+++ LISTING +++

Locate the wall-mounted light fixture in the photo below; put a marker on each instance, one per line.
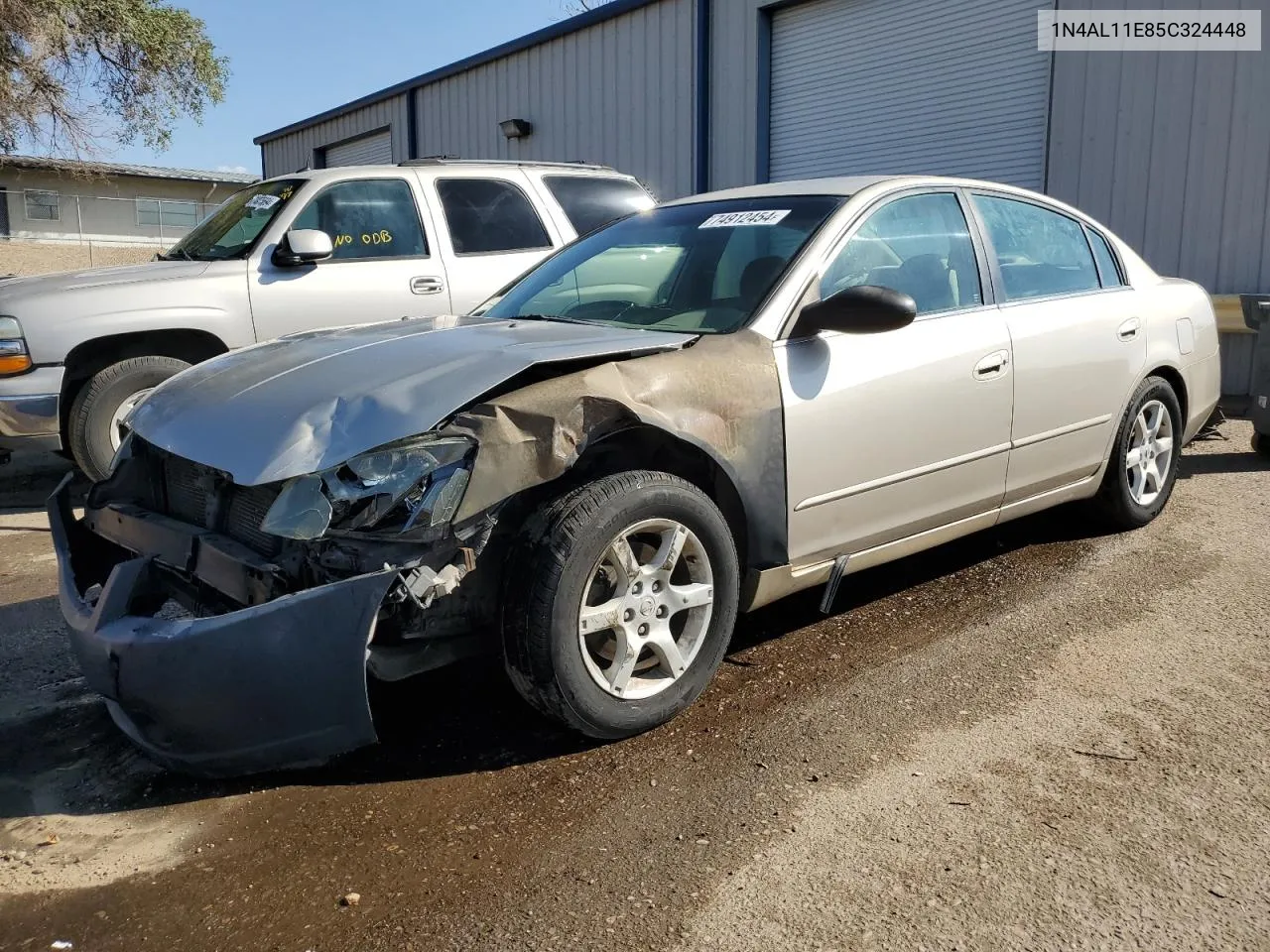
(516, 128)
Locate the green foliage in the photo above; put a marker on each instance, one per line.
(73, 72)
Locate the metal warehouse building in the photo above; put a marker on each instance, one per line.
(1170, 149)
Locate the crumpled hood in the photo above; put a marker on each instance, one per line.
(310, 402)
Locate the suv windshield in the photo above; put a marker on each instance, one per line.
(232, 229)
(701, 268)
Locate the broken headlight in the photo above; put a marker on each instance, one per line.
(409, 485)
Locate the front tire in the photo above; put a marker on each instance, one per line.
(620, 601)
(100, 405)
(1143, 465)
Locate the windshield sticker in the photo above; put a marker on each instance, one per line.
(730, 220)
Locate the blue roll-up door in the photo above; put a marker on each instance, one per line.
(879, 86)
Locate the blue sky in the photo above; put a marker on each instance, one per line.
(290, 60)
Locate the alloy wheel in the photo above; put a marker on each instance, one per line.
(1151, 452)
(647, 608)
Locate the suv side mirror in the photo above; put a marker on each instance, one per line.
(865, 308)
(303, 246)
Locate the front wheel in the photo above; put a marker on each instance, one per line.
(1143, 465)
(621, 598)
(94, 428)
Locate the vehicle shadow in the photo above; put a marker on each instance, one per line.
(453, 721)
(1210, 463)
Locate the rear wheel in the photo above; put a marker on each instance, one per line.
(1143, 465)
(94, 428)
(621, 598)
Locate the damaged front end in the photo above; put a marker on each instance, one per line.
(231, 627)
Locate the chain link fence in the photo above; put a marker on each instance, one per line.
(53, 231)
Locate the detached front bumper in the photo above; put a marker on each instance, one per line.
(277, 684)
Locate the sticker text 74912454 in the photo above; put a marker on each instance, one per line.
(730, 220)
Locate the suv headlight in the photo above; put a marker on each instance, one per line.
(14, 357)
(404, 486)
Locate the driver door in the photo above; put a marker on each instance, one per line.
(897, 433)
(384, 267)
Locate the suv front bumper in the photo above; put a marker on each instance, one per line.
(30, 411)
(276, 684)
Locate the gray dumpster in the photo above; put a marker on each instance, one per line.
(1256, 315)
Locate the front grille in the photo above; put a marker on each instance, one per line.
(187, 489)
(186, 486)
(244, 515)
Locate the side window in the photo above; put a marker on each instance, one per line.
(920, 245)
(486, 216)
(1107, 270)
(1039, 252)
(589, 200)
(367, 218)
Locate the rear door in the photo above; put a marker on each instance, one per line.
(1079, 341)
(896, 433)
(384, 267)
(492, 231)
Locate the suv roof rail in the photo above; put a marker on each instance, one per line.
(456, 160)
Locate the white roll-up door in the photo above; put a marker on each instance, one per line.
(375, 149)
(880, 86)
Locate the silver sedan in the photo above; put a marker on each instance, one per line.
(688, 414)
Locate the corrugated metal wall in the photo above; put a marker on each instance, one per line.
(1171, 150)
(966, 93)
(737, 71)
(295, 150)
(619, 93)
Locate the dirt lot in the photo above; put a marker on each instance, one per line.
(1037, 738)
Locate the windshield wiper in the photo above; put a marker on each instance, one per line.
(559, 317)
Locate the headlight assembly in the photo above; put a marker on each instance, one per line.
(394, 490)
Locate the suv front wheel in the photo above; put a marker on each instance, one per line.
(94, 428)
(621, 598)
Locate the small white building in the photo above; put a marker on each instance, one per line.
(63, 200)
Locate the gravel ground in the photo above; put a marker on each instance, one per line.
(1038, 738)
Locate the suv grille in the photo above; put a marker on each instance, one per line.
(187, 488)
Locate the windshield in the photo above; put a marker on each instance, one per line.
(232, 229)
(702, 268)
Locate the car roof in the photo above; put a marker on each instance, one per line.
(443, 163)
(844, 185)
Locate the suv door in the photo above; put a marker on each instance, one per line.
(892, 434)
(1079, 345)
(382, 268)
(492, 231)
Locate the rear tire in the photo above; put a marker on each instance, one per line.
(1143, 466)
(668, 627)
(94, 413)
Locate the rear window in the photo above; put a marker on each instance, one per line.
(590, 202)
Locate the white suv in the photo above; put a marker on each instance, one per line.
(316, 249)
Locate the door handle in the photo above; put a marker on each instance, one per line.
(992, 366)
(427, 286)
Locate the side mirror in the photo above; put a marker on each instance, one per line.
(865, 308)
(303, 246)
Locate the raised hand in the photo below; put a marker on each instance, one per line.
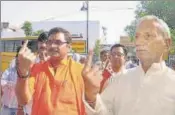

+++

**WHAT THE TASK REQUIRES:**
Rewrite all of the records above with every "marker" changed to "pin" and nothing else altered. Omit the pictures.

**ANSWER TO THIS PROBLEM:**
Locate the wall-mounted light fixture in the photo below; put a pin on each instance, one per line.
(516, 128)
Locate the green foliage in the photo above; put a pin on each instance, one per line.
(73, 72)
Locate the metal warehouse building in the photo above; put a pin on each instance, one per line.
(1170, 149)
Locate the crumpled hood in the photo above; put a pin on each instance, one per line.
(310, 402)
Locate the suv windshield in the photo above; put a pin on each instance, one per line.
(232, 229)
(701, 268)
Locate the broken headlight in the photo above; put a pin on each instance, one per line.
(409, 485)
Locate the front tire in the photo above; put a pin on each instance, one per line.
(620, 601)
(100, 405)
(1143, 465)
Locate the windshield sticker in the photo above; put a pin on each instance, one per line.
(730, 220)
Locate the blue roll-up door in the photo above; put a pin on each instance, one per line.
(879, 86)
Locate the blue sky in the photo above; put a pin on each instance, one per line.
(290, 60)
Locate the alloy wheel in the photo above; put a pin on each instance, one per line.
(1151, 452)
(647, 608)
Locate the suv side mirror in the photo above; put a pin on each instance, one per line.
(865, 308)
(303, 246)
Locate the front wheel in the photo above; put a pin on each instance, one per line.
(1143, 465)
(621, 598)
(94, 428)
Locate the vehicle shadow in the photo above; put a pin on each instance, one per line.
(453, 721)
(1210, 463)
Locate the rear wheel in the photo above; put a pin on each instance, one per line.
(1143, 465)
(94, 428)
(621, 598)
Locate the damaged front end in the photo above; put a pin on each instance, one per line.
(231, 627)
Locate the chain link fence in the photo above; put a pin on each instance, one per line.
(53, 231)
Locate the detached front bumper in the photo above; put a pin on each instance, one per line.
(277, 684)
Locate the sticker text 74912454 in the photo above; put a pin on each instance, one per line.
(730, 220)
Locate the suv headlight in the photo above; put a pin on each instance, one per line.
(14, 357)
(404, 486)
Locate the driver door in the photo above; put a pin on each instance, one per line.
(897, 433)
(384, 267)
Locate the suv front bumper in the photo above; put a pin on each instance, one per line.
(30, 411)
(276, 684)
Locate the gray dumpster in the photo above; put a pin on each instance, one per line.
(1256, 315)
Locate the front grille in the photo above; put a pin on each instance, one per line.
(187, 489)
(186, 486)
(244, 515)
Locate the side window in the photo above; put a pin on each instance, one per line.
(920, 245)
(486, 216)
(1107, 270)
(1039, 252)
(589, 200)
(367, 218)
Locate the rear door in the photo above; put a pin on each instance, one per line.
(1079, 341)
(896, 433)
(384, 267)
(492, 231)
Locate the suv roof rail in the photo above; put a pin on each instance, one per line.
(456, 160)
Locate the white roll-up door in the photo above; put a pin on each instance, one per line.
(375, 149)
(880, 86)
Locate the silver sedan in the photo above; put a pin on each instance, one per line.
(688, 414)
Locate the corrugated metal wall in the photo above; put a pin on each instance, one per line.
(1171, 150)
(966, 93)
(737, 71)
(295, 150)
(619, 93)
Locate the dirt lot in the photo above; put a pin on each instance, one per line.
(1037, 738)
Locate the windshield wiper in the photo above; put a pin on each instance, one per line.
(559, 317)
Locate the headlight assembly in the photo above; put a pin on each instance, one per line.
(394, 490)
Locate the suv front wheel in the photo above; put a pin on each instance, one per line.
(94, 428)
(621, 598)
Locate the small white building in the photo above; put a pin on each instance, one per line.
(63, 200)
Locate the gravel ground in the photo above; put a pin on each instance, one per line.
(1038, 738)
Locate the suv grille in the photo above; put a pin on each instance, one per line.
(187, 488)
Locate the windshield in the photo above; put a pin on each instance, one per line.
(232, 229)
(702, 268)
Locate the car roof in the photo above; put a pin on each instance, one per line.
(443, 163)
(844, 185)
Locate the suv door in the photo above; put a pin on each instance, one per line.
(892, 434)
(1079, 345)
(382, 268)
(492, 231)
Locate the rear tire in the photo above; put a pin on each instance, one per line.
(1143, 466)
(668, 627)
(94, 413)
Locate the rear window in the photo above; put a pin on each instance, one per line.
(590, 202)
Locate the white suv in the photo above; put a pin on each instance, one per line.
(316, 249)
Locate the door handle in the photo above; put a pin on each instance, one per line.
(992, 366)
(427, 286)
Locate the side mirror in the photo above; put a pin on each instance, one per line.
(865, 308)
(303, 246)
Locate the raised hand in the photo below; put a pin on each instance, one per line.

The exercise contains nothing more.